TASK INSTRUCTIONS.
1 > Answer these questions using the article on Hollywood release strategies below:
(a) What price did Disney charge for Mulan through Disney+ Premier Access?
(b) According to Sensor Tower, by what percentage did new Disney+ downloads rise from Friday Sept. 4 through Sunday Sept. 6?
(c) According to ANTENNA data, what share of Mulan purchases came from users subscribed to Disney+ since 2019?
2 > Extend the article on Hollywood's pandemic-era release strategies, picking up after its final sentence.

Movie Math is an armchair analysis of Hollywood’s strategies for big new releases.
Due to the ongoing coronavirus pandemic, film distribution has never been more fraught with uncertainty. As movie studios attempt to navigate the minefield of the marketplace, we’ve begun to see new strategies and approaches emerge. Universal opted to send its $100 million animated feature Trolls: World Tour directly to premium video on demand in April and came away with encouraging results. Of course, the studio also delayed all of its major blockbusters, including the ninth Fast and Furious film, until 2021. There doesn’t seem to be one single right answer at the moment.
Many of the most important films of the foreseeable future will experiment with their releases to find the optimum combination that maximizes profit (sorry, Tenet). The best example of this experimentation so far is Mulan, which Disney has released for $29.99 via Disney+ Premier Access in the 20-plus regions where the streamer is active. In international markets that are safely reopened, such as China, Mulan is playing on the big screen.
With Disney emphasizing its direct-to-consumer business above all else while still trying to turn a profit on the $200 million live-action remake, all eyes have been tuned into Mulan‘s performance. However, the early returns are difficult to judge.
According to app download research firm Sensor Tower, Mulan drove an increase of 68% in new downloads of Disney+ from Friday Sept. 4 through Sunday Sept. 6. However, subscription metrics firm ANTENNA sees it a little differently. According to their data, Mulan drove twice as many daily sign-ups to Disney+ in the U.S. as the previous four weekends, but generated just one-tenth of the sign-up demand that Hamilton produced during its July 4 release.
“The key metric here is purchase, which is what ANTENNA measures,” Rameez Tase, co-founder and CEO of ANTENNA, told Observer. “Viewership is an increasingly antiquated proxy for purchase behavior. The measurement of success in any industry that relies on consumers directly spending their dollars on goods and services is oriented around purchase behavior, and we believe that the future of media will be no different.”
To that end, the new sign-ups driven by Mulan may not have resulted in as many additional $30 purchases as hoped. According to ANTENNA data, two-thirds of Mulan purchases came from users who have already been subscribed to Disney+ since 2019 while Mulan‘s opening weekend sign-ups accounted for just 4% of purchases.

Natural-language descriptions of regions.

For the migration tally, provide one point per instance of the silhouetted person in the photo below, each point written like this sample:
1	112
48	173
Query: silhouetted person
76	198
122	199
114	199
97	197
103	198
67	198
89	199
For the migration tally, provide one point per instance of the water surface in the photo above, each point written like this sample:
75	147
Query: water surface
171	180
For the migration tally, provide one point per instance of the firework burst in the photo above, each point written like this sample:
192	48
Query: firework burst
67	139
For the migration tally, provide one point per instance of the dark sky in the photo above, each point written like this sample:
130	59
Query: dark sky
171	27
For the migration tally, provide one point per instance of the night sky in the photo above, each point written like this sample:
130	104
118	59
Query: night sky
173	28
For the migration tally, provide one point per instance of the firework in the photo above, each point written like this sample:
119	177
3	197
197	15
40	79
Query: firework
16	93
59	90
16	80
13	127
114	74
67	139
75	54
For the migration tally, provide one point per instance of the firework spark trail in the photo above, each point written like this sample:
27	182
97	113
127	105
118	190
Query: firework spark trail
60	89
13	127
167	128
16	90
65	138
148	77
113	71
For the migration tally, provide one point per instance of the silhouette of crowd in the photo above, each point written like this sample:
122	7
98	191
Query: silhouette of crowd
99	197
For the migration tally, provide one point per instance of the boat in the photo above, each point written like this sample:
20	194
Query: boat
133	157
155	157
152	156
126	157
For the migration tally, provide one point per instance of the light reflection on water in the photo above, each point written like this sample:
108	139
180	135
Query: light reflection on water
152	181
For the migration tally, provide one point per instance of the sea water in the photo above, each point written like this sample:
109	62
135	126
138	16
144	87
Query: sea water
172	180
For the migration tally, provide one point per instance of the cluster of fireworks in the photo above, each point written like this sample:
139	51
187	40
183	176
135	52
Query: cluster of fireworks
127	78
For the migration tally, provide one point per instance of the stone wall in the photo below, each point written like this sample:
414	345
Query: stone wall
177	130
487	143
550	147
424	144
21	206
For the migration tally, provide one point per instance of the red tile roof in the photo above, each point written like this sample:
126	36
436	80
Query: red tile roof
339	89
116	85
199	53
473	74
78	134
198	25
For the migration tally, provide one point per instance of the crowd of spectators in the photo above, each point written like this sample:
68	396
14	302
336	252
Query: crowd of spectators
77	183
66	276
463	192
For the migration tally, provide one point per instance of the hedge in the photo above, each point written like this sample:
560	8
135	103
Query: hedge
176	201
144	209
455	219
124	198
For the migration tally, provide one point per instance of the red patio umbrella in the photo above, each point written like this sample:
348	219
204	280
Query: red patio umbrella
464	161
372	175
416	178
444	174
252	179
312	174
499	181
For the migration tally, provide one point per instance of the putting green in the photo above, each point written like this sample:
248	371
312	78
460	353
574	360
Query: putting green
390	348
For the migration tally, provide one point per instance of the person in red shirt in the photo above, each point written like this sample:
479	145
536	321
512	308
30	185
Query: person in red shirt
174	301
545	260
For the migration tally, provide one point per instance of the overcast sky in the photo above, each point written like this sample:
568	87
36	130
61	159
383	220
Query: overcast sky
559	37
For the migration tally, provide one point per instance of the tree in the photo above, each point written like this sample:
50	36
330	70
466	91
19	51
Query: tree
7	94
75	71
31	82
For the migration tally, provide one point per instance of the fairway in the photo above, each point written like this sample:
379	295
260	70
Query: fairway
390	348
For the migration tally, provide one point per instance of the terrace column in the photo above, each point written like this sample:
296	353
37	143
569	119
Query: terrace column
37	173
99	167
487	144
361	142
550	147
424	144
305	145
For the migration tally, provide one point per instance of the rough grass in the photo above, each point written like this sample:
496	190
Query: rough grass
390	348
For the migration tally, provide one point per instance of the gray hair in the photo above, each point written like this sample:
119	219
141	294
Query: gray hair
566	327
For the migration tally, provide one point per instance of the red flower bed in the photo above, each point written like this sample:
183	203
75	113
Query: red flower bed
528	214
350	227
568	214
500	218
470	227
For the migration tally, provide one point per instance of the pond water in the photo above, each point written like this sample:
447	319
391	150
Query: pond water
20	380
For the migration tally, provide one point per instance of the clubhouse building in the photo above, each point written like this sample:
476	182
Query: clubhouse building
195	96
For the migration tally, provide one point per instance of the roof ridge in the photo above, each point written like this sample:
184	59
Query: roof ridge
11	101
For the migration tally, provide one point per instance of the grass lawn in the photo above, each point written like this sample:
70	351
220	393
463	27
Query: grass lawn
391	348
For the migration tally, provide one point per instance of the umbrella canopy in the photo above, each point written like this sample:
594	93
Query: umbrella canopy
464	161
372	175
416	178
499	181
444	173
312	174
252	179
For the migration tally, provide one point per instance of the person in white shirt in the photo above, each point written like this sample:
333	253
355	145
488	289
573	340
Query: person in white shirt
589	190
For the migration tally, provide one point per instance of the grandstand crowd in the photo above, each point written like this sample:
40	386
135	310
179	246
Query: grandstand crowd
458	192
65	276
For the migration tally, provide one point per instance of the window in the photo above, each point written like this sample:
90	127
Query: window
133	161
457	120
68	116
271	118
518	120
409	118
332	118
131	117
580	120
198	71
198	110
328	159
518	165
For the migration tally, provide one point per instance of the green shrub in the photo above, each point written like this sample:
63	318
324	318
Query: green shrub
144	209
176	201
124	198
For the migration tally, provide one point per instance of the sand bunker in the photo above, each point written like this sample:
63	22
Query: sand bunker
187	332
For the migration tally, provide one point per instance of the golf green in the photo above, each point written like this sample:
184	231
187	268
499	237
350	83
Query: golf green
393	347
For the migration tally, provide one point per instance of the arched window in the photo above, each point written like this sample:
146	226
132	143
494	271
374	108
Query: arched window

--

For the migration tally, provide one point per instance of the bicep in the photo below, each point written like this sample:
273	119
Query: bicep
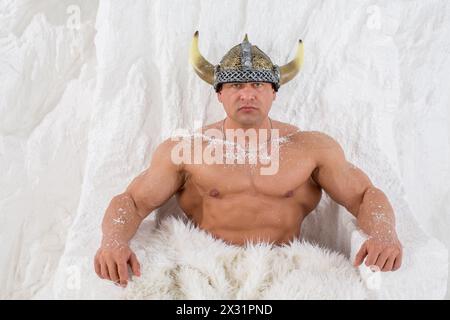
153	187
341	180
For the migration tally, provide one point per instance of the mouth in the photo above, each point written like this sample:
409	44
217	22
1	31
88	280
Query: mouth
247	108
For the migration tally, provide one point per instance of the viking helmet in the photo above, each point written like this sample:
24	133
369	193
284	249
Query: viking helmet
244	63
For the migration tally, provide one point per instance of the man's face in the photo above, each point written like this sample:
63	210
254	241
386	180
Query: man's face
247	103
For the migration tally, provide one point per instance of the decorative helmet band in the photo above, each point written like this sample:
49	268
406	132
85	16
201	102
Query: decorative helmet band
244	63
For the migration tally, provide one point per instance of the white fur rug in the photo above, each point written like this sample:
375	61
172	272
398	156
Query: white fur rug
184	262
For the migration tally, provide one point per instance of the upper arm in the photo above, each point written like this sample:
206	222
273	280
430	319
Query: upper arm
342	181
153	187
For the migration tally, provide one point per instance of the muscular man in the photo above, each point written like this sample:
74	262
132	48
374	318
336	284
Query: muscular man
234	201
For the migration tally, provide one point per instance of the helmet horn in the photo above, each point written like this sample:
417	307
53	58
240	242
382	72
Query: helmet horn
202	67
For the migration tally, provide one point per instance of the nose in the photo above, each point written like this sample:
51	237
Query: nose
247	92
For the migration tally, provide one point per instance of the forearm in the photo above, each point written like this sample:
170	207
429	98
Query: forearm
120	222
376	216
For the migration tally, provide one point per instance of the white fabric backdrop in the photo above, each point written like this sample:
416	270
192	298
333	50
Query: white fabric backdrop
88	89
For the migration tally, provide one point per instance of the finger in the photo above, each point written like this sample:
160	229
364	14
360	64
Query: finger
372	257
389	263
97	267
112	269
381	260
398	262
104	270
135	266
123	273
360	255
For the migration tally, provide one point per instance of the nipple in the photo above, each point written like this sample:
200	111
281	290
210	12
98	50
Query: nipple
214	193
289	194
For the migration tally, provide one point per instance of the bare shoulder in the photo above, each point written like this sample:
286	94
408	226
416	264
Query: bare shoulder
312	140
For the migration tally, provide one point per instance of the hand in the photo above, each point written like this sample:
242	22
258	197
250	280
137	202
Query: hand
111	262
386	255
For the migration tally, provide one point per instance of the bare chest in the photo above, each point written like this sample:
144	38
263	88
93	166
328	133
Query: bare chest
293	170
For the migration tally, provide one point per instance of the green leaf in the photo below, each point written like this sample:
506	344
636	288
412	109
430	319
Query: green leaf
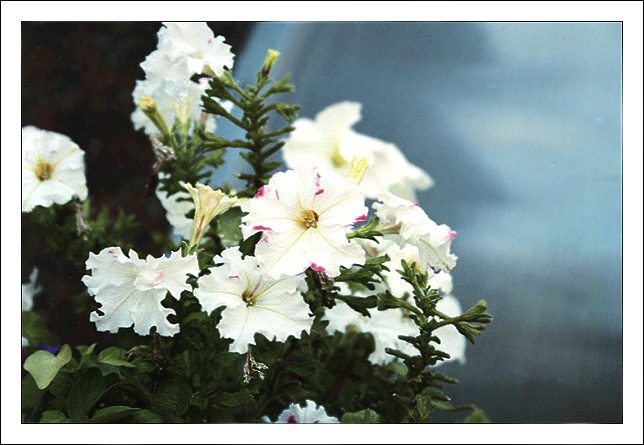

...

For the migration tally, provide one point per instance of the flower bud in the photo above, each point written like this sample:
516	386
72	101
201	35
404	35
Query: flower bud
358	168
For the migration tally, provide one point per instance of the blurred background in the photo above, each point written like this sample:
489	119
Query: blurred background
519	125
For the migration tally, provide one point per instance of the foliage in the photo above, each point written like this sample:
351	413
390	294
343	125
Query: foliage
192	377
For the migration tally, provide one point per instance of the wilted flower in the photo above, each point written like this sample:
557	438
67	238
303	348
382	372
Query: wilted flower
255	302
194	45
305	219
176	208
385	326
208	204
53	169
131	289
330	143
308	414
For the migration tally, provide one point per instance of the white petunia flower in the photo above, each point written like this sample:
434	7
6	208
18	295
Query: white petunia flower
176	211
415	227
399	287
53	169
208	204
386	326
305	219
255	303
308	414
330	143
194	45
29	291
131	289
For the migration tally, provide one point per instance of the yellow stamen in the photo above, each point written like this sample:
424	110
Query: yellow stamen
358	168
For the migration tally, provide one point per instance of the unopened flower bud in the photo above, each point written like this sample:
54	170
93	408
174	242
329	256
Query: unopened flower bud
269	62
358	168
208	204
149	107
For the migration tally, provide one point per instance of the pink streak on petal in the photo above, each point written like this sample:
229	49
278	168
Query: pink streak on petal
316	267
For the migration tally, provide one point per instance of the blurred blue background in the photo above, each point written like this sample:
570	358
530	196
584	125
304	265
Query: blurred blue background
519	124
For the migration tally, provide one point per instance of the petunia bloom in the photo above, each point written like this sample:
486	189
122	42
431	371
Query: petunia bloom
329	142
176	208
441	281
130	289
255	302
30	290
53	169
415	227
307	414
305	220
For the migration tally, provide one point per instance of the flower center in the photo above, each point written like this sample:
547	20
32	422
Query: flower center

ANSWERS TO THIS EXERCISE.
1 >
(a) $29.99
(b) 68%
(c) Two-thirds

2 >
But new sign-ups are still paying the $6.99 required by Disney+ subscriptions. Around 30% of new sign-ups who joined Disney+ for Hamilton cancelled their plan within one month. If Mulan‘s new sign-ups track anywhere close to that churn rate, it will still bring in additional subscription-based revenue even if these new customers aren’t buying Mulan, which will hit Disney+ proper in December. So there’s a longer term monetary factor to consider in addition to Mulan‘s raw purchase numbers.
According to Box Office Mojo, the film has earned $36.7 million in traditional theatrical release thus far. But if we want to jump into the dollar amount of Mulan‘s release on Disney+ Premier Access, we’ll have to further rely on third-party metrics unconfirmed by Disney.
SambaTV, which only tracks Smart TVs and extrapolates data from there, estimated that 1.12 million U.S. household accounts watched Mulan over its four-day opening weekend (September 4 to September 7). With each account paying $29.99 for Premier Access on Disney+, that results in at least $33.5 million domestic for Mulan‘s opening weekend. With a theatrical release, studios generally split about 50% of ticket sales with exhibitors. With traditional PVOD releases, such as Trolls, studios receive an 80% cut of revenue. For a release via Disney+ without any third-party platforms such as Google or iTunes, Disney would receive 100% of the revenue generated.
However, this $33.5 million figure, if accurate, has generated polarizing responses. Rich Greenfield, partner and TMT analyst at LightShed Partners, described that total as an “unmitigated disaster.” Meanwhile, Forbes box office analyst Scott Mendelson graded it as “good” since it was relatively on-par with the film’s projected $80 million-$90 million opening in March in terms of Disney’s share of revenue. We won’t know how accurate that $33.5 million figure is until Disney’s next earnings call in November.
What we do know is that we need to develop new metrics of success for this new era of entertainment. If Mulan fails to turn a profit on its $200 million production budget and an expected $100 million-plus in marketing costs, but retains a majority of its new Disney+ subscribers long-term, will that be deemed a success or failure? We are at the onset of a paradigm shift and what’s to come will help sort out the future hierarchy of the industry.